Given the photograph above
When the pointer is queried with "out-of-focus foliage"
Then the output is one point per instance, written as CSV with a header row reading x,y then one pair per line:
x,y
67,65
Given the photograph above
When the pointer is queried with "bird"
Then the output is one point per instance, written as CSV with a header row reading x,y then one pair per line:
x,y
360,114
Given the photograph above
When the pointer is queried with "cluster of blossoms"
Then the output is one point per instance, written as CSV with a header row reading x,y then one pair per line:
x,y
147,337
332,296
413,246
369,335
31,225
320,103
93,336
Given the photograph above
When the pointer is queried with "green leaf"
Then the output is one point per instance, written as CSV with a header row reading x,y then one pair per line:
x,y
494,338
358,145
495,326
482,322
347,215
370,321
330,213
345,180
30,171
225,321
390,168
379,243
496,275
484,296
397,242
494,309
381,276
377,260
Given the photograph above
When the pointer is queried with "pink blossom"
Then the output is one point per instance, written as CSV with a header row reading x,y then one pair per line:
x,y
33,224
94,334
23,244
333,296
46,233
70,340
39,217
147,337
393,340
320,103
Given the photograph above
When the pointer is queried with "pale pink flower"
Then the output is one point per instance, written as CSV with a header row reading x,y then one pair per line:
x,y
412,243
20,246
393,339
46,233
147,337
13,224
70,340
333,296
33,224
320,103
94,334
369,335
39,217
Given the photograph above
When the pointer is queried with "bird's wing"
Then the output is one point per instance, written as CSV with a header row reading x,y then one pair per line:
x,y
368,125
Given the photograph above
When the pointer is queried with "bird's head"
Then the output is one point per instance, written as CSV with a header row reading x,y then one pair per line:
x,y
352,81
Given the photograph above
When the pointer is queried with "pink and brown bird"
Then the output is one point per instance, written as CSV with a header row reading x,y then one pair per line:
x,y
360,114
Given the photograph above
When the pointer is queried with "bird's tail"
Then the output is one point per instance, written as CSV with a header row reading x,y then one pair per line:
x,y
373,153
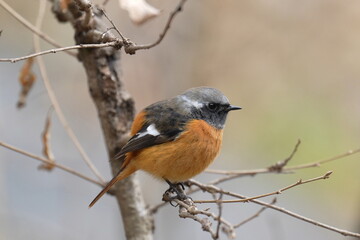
.....
__Problem to solve__
Report each line in the entries above that contains the string "bird". Case counts.

__Result of this task__
When the pointer is queried with "bird"
When the pointer is queried with "bird's wing"
When the pointer is queried with "bird's head"
When the pointer is queried with "pink and brown bird"
When the pointer is queried with "bird's tail"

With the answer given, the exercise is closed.